__Quoted passage__
----------

Middle East

Lebanon forms new government, breaking year-long deadlock



Lebanon’s new prime minister Najib Mikati and president Michel Aoun have signed a decree forming a new government,  breaking a 13-month deadlock that has seen the country slide deeper into financial chaos and poverty.

Mr Mikati held back tears as he pledged to do everything in his power to stop the country from descending further into economic collapse and urged fractious politicians to work together.

The new PM, who is one of the richest men in Lebanon, held back tears at the televised address to the nation on Friday as he spoke of Lebanese mothers who cannot feed their children, and students whose parents can no longer afford to send them to school.

Speaking at the presidential palace, he said: “The situation is difficult but not impossible to deal with if we cooperate. We have to put our hands together.”

He pledged to help Lebanon through “exceptional circumstances”, as its economy continues to crumble. The Lebanese pound has lost 90 per cent of its value since October 2019, driving hyperinflation and plunging more than half the population in poverty.

----------

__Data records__
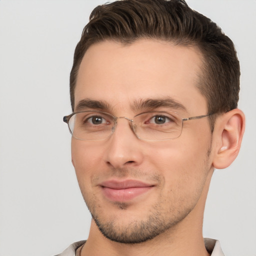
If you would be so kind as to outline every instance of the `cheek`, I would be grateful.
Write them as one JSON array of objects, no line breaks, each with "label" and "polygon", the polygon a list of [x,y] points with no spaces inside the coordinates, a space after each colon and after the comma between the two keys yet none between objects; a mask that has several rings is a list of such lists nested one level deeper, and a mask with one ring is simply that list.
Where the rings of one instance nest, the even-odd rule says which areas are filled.
[{"label": "cheek", "polygon": [[100,147],[96,147],[95,142],[90,142],[72,138],[71,154],[72,163],[80,186],[88,185],[92,176],[98,170],[102,170],[103,154]]},{"label": "cheek", "polygon": [[[150,167],[160,172],[166,189],[194,190],[205,181],[208,164],[207,154],[210,143],[200,138],[176,139],[147,148]],[[199,186],[200,186],[199,185]]]}]

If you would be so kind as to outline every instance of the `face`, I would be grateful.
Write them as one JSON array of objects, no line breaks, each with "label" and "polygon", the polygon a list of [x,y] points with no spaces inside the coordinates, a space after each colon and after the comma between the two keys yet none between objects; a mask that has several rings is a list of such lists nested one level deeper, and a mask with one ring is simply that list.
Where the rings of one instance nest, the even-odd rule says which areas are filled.
[{"label": "face", "polygon": [[[174,111],[182,118],[206,114],[206,100],[196,86],[200,64],[194,48],[164,42],[92,45],[78,74],[75,111],[131,119],[152,110]],[[145,104],[148,100],[158,103]],[[211,136],[206,118],[184,122],[174,140],[140,140],[125,118],[106,139],[72,138],[79,185],[102,234],[120,242],[140,242],[202,215]]]}]

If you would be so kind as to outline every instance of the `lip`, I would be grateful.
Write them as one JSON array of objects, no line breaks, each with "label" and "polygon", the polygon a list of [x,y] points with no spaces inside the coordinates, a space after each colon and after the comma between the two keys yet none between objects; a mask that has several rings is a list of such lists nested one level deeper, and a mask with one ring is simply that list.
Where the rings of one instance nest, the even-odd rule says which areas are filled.
[{"label": "lip", "polygon": [[108,180],[100,184],[104,195],[114,202],[124,202],[146,193],[154,185],[136,180]]}]

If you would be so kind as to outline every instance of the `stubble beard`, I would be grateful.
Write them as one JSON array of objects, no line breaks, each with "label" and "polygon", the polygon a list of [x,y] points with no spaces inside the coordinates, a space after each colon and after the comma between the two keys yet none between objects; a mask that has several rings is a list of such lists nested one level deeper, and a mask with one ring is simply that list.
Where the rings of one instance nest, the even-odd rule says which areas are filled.
[{"label": "stubble beard", "polygon": [[[206,168],[204,170],[205,174],[209,170],[206,166],[208,164],[208,160],[211,154],[211,148],[212,143],[210,144],[207,152],[207,158],[204,160],[206,164],[204,167]],[[132,170],[131,172],[128,172],[132,174],[135,173]],[[124,170],[122,173],[124,173]],[[140,174],[138,172],[136,174],[140,176]],[[156,178],[158,181],[160,180],[161,178],[158,176],[157,176],[158,177],[155,177]],[[204,184],[206,176],[207,175],[206,174],[204,180],[201,181],[202,182],[201,186],[202,186],[202,190],[204,186],[202,184]],[[176,224],[182,222],[194,209],[196,204],[192,204],[190,205],[188,203],[188,206],[182,205],[178,210],[177,210],[178,206],[172,205],[169,208],[166,209],[164,206],[166,202],[160,200],[152,206],[150,211],[148,209],[146,210],[146,214],[148,216],[144,218],[144,220],[140,219],[133,220],[130,223],[122,225],[114,216],[108,220],[104,218],[103,212],[108,210],[102,209],[96,202],[94,195],[92,195],[90,200],[89,200],[86,198],[86,194],[83,194],[83,196],[92,218],[102,234],[112,241],[126,244],[146,242],[168,230],[174,230]],[[128,204],[116,202],[115,205],[117,210],[128,210],[129,205]]]},{"label": "stubble beard", "polygon": [[[128,210],[125,203],[116,204],[118,209]],[[160,204],[152,208],[145,220],[138,220],[126,224],[120,225],[114,218],[104,221],[97,214],[91,212],[92,216],[102,234],[112,241],[122,244],[139,244],[146,242],[164,233],[175,226],[188,215],[191,210],[180,212],[178,218],[172,218],[170,212],[161,211]]]}]

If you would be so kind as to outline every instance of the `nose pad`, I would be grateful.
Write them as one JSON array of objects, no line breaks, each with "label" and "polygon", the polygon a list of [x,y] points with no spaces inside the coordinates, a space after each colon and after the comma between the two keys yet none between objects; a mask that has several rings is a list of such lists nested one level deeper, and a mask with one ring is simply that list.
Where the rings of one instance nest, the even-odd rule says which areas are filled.
[{"label": "nose pad", "polygon": [[118,124],[118,118],[114,120],[114,125],[112,126],[112,134],[114,134],[114,130],[116,130],[116,125]]},{"label": "nose pad", "polygon": [[126,119],[129,122],[129,124],[130,128],[130,129],[134,134],[134,135],[138,137],[137,134],[136,134],[136,124],[132,120],[130,119],[126,116],[120,116],[119,118],[116,118],[114,120],[114,126],[112,126],[112,134],[114,134],[114,132],[116,130],[116,126],[118,125],[118,120],[120,118],[123,118],[124,119]]}]

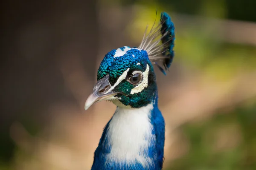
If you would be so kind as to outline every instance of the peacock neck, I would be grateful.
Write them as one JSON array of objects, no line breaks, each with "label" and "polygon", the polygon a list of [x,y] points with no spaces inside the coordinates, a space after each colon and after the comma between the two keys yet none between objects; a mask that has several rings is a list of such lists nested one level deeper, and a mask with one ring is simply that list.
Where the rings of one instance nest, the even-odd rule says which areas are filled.
[{"label": "peacock neck", "polygon": [[92,170],[161,169],[164,121],[157,100],[139,108],[116,108],[104,129]]}]

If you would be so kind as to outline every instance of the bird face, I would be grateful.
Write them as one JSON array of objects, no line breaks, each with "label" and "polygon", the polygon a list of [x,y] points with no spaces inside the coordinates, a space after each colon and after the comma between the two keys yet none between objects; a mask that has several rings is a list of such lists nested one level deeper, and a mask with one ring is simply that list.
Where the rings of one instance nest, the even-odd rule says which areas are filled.
[{"label": "bird face", "polygon": [[159,24],[154,26],[154,23],[146,36],[147,27],[138,48],[125,46],[106,54],[98,70],[98,82],[85,102],[85,110],[102,100],[132,108],[153,101],[157,90],[152,64],[166,74],[174,56],[175,39],[174,25],[168,14],[162,13]]},{"label": "bird face", "polygon": [[98,70],[98,82],[85,103],[111,100],[117,106],[138,108],[152,102],[155,76],[145,50],[123,47],[106,54]]}]

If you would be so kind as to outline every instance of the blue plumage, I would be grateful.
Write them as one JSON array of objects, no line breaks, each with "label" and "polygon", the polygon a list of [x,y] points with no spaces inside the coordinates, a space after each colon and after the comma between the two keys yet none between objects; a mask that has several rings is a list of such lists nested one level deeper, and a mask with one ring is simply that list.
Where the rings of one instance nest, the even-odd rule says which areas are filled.
[{"label": "blue plumage", "polygon": [[92,170],[162,169],[165,122],[152,64],[166,74],[174,55],[174,31],[170,17],[163,12],[139,47],[113,50],[101,62],[85,108],[102,100],[117,107],[95,152]]},{"label": "blue plumage", "polygon": [[161,14],[161,20],[160,21],[162,27],[161,33],[164,35],[167,33],[166,35],[162,39],[162,43],[164,45],[163,50],[163,54],[167,57],[163,62],[163,64],[166,70],[171,66],[174,57],[174,41],[175,40],[175,27],[173,23],[171,20],[171,17],[166,12]]}]

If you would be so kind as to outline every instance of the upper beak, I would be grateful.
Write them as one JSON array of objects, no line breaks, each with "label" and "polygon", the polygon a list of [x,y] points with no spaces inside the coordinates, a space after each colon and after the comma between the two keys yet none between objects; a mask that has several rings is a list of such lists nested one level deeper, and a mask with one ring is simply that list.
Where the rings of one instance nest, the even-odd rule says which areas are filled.
[{"label": "upper beak", "polygon": [[111,85],[108,82],[109,78],[109,75],[107,75],[97,82],[93,88],[93,93],[85,102],[84,109],[87,110],[94,103],[115,99],[114,96],[117,93],[111,91]]}]

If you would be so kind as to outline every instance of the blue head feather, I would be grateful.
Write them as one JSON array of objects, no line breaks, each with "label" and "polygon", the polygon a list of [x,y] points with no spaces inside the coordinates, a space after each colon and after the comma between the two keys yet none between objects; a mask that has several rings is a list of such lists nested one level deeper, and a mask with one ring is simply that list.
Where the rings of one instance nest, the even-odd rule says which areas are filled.
[{"label": "blue head feather", "polygon": [[[156,64],[160,71],[166,74],[165,71],[170,67],[174,56],[174,25],[170,16],[166,13],[163,12],[161,14],[160,22],[158,26],[155,28],[153,26],[146,36],[146,31],[141,44],[138,48],[125,46],[113,50],[107,54],[101,62],[97,78],[100,82],[99,80],[108,77],[107,82],[108,85],[110,86],[110,90],[112,92],[116,93],[114,94],[117,94],[111,99],[113,99],[113,102],[116,104],[117,108],[122,108],[124,105],[140,109],[144,106],[153,105],[153,109],[147,112],[148,117],[147,117],[152,128],[147,133],[150,133],[154,137],[147,139],[149,140],[147,142],[149,144],[143,148],[143,151],[139,152],[143,153],[143,158],[150,158],[152,164],[148,164],[148,166],[146,167],[138,159],[134,160],[132,163],[128,163],[125,160],[127,158],[125,156],[121,162],[116,162],[114,159],[107,161],[106,155],[111,153],[113,147],[113,143],[110,141],[110,136],[113,135],[113,133],[116,131],[115,130],[109,132],[111,130],[109,127],[111,125],[110,122],[115,116],[114,114],[105,128],[99,146],[95,151],[92,170],[160,170],[163,168],[165,122],[158,108],[157,91],[152,64]],[[159,36],[161,36],[160,38],[159,38]],[[161,66],[158,63],[163,65],[163,67]],[[130,79],[136,74],[134,73],[138,72],[140,73],[143,78],[139,84],[133,84]],[[145,82],[143,82],[145,85],[141,87],[143,80],[146,80]],[[135,92],[134,91],[137,90],[138,87],[141,88]],[[116,100],[119,102],[114,103]],[[118,120],[119,121],[120,119]],[[136,127],[137,125],[134,125]],[[119,128],[122,129],[123,125],[120,126]],[[141,128],[139,126],[138,130]],[[121,131],[121,133],[122,133]],[[119,136],[115,136],[114,139],[116,139],[116,137]],[[124,138],[125,141],[126,138],[125,136]],[[113,142],[113,141],[111,141]],[[136,140],[132,141],[134,144],[136,143]],[[117,142],[119,144],[119,141],[117,140]],[[141,144],[140,143],[138,143],[136,144]],[[122,143],[120,144],[121,148]],[[123,153],[116,154],[122,153]],[[140,154],[141,153],[137,152],[134,154]]]},{"label": "blue head feather", "polygon": [[[174,24],[167,13],[162,12],[159,23],[155,28],[153,26],[145,38],[146,29],[139,48],[145,50],[152,63],[156,64],[160,71],[166,75],[165,71],[170,67],[174,57]],[[160,35],[161,37],[157,39]],[[158,61],[163,65],[163,68],[158,64]]]}]

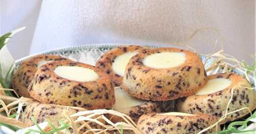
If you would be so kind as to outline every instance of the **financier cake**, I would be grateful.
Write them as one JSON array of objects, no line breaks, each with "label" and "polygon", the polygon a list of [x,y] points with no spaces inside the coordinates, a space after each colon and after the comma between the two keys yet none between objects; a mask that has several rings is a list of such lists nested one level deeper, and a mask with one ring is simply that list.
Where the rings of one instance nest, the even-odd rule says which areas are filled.
[{"label": "financier cake", "polygon": [[[115,96],[114,110],[129,116],[135,123],[143,114],[161,112],[159,102],[148,101],[131,96],[120,87],[116,87]],[[123,121],[121,118],[115,116],[111,118],[111,121],[114,123]]]},{"label": "financier cake", "polygon": [[119,86],[124,75],[125,67],[129,60],[143,47],[136,45],[113,48],[104,53],[96,63],[96,67],[109,74],[115,86]]},{"label": "financier cake", "polygon": [[[54,126],[57,127],[60,125],[59,122],[59,121],[65,121],[67,119],[63,114],[64,112],[66,112],[69,115],[71,115],[76,113],[78,111],[85,110],[86,110],[80,109],[78,110],[77,109],[73,109],[70,108],[68,108],[61,105],[53,105],[34,102],[27,105],[24,112],[22,114],[20,120],[22,122],[25,123],[28,126],[31,126],[35,125],[32,117],[34,118],[37,123],[42,123],[47,119],[52,123]],[[75,118],[74,118],[73,119],[75,120]],[[100,120],[100,121],[103,123],[105,123],[103,120]],[[100,125],[95,123],[90,123],[88,124],[94,129],[102,128],[102,127]],[[81,126],[81,124],[80,122],[76,123],[76,125],[77,127]],[[48,126],[45,129],[45,130],[49,131],[51,129],[51,127]],[[84,127],[79,132],[79,133],[82,133],[86,130],[88,130],[88,129]],[[93,133],[89,132],[88,133]]]},{"label": "financier cake", "polygon": [[129,61],[121,87],[131,95],[168,100],[196,93],[206,82],[198,56],[173,48],[144,49]]},{"label": "financier cake", "polygon": [[[198,133],[217,121],[216,117],[208,115],[177,112],[154,113],[141,116],[137,127],[144,133]],[[219,125],[217,129],[220,129]],[[216,130],[214,127],[203,133],[214,132]]]},{"label": "financier cake", "polygon": [[42,103],[87,110],[112,109],[115,102],[114,85],[109,75],[94,66],[70,61],[41,66],[28,91]]},{"label": "financier cake", "polygon": [[68,60],[57,56],[39,55],[23,62],[12,77],[13,89],[20,96],[30,97],[28,87],[37,69],[45,64],[54,61]]},{"label": "financier cake", "polygon": [[[253,90],[242,76],[236,73],[226,73],[208,76],[205,86],[195,95],[179,99],[177,109],[179,112],[191,114],[207,114],[218,119],[225,115],[228,103],[233,96],[227,109],[227,112],[248,108],[255,108]],[[227,115],[221,124],[233,121],[249,113],[244,110]]]}]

----------

__Check your understanding__
a) Quote the article on Lebanon's new government between "The new PM, who" and "population in poverty.", inclusive.
b) Decide whether each statement agrees with the article on Lebanon's new government, answering yes or no and quoting the words that settle it: (i) The deadlock that the new government ended had lasted 13 months. (ii) Mikati gave his address from the parliament building. (iii) The Lebanese pound has lost half its value since October 2019.
Rely solely on the article on Lebanon's new government, not on the data records.

__Exercise answers__
a)
The new PM, who is one of the richest men in Lebanon, held back tears at the televised address to the nation on Friday as he spoke of Lebanese mothers who cannot feed their children, and students whose parents can no longer afford to send them to school.

Speaking at the presidential palace, he said: “The situation is difficult but not impossible to deal with if we cooperate. We have to put our hands together.”

He pledged to help Lebanon through “exceptional circumstances”, as its economy continues to crumble. The Lebanese pound has lost 90 per cent of its value since October 2019, driving hyperinflation and plunging more than half the population in poverty.

b)
(i) Yes: "breaking a 13-month deadlock"
(ii) No: "Speaking at the presidential palace"
(iii) No: "The Lebanese pound has lost 90 per cent of its value since October 2019"